Is it constitutional for a state to require a doctor to tell an expectant mother what medical studies consistently show: that an abortion could profoundly and permanently impact her physical, mental, and emotional health?
No, says one federal judge in South Dakota, urged on by Planned Parenthood. Yes, say a number of family-friendly groups, including CareNet, Heartbeat International, The National Institute of Family and Life Advocates, the Family Research Council …and the Alliance Defense Fund.
So, on behalf of all these organizations, ADF attorneys recently filed a
friend-of-the-court brief with the U.S. Court of Appeals for the 8th Circuit asking the court to reject the judge’s reasoning in the lawsuit,
Planned Parenthood v. Rounds, since that ruling would block portions of South Dakota’s informed consent law. The ADF brief supports an appeal filed by ADF-allied attorney Harold Cassidy on behalf of several pregnancy centers that back the consent law.
That law, which the state Legislature passed in 2005, requires doctors to give mothers the critical biological, relationship, and medical information they need to make informed decisions before they undergo an abortion. Planned Parenthood – which, as the operator of South Dakota’s only abortion clinic, has a compelling financial interest in keeping this information from mothers – quickly filed suit to block the law. A trial court filed an injunction to do just that, the appeals court countermanded that injunction, and the case then made its way back to the trial court.
After hearing arguments, the trial judge in Sioux Falls, South Dakota, Karen Schreier, rejected the idea that a child in the womb is “an unborn human being,” saying lives in the womb are not “persons.” Then, in a one-judge “split decision,” she
ruled that the consent law was within constitutional bounds in requiring doctors to inform women that abortion terminates a human life … but went out of bounds by requiring doctors to tell those same women that, by aborting their children, they were risking depression and even suicide.
In other words, it’s okay to tell a woman that having an abortion will kill the child, but it’s not okay to tell her that abortion hurts mothers, too.
The ADF brief asks the court to reverse the judge, arguing that Planned Parenthood has no legal right to bring its lawsuit because it actively works to keep the truth about abortion from mothers – including the depths of the emotional bond each one shares with the “person” in their womb.
“A child’s life is worth more than Planned Parenthood’s bottom line,” said ADF Senior Legal Counsel Steven H. Aden. “The proponents of death work diligently to restrict the information mothers have about the life within them. Women need to know all the facts about abortion because it’s not a one-time event; women have testified, and research shows, that aborting a child is an ongoing, painful struggle with guilt and doubt.”
Please be in prayer for ADF as we defend not just the lives of preborn children, but the right of countless mothers to know the risk this fateful and eternal decision poses to themselves.

▸ Data segment:
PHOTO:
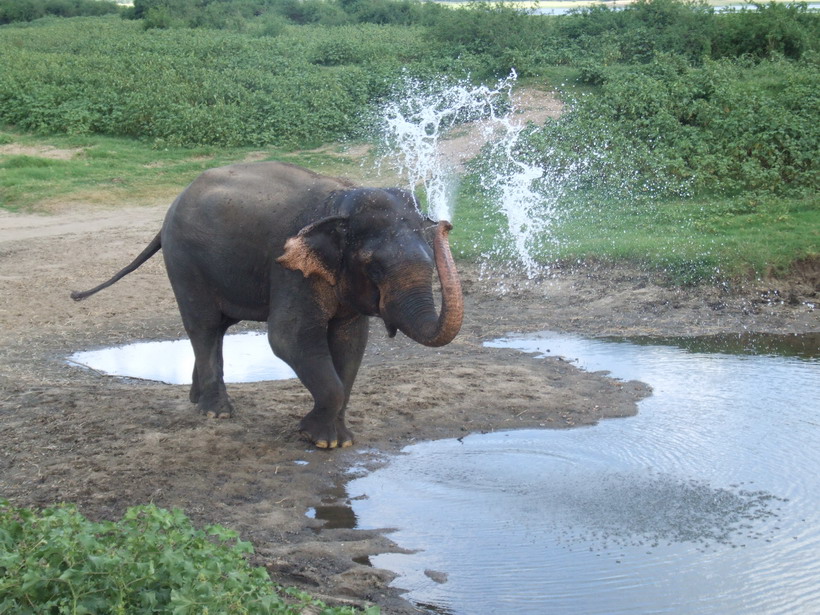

▸ Required actions:
A. Print the part of the South Dakota informed consent article between "In other words, it’s" and "hurts mothers, too.", inclusive.
B. How would the paragraph of the South Dakota informed consent article that begins "That law, which the state Legislature passed in 2005" read if shortened to two sentences that keep its main facts?
The material is separate from the South Dakota informed consent article.

▸ Answers for the tasks:
A.
In other words, it’s okay to tell a woman that having an abortion will kill the child, but it’s not okay to tell her that abortion hurts mothers, too.

B. Passed by the state Legislature in 2005, the law requires doctors to give mothers critical biological, relationship, and medical information before an abortion. Planned Parenthood, operator of South Dakota's only abortion clinic, sued to block it; a trial court issued an injunction, the appeals court countermanded it, and the case went back to the trial court.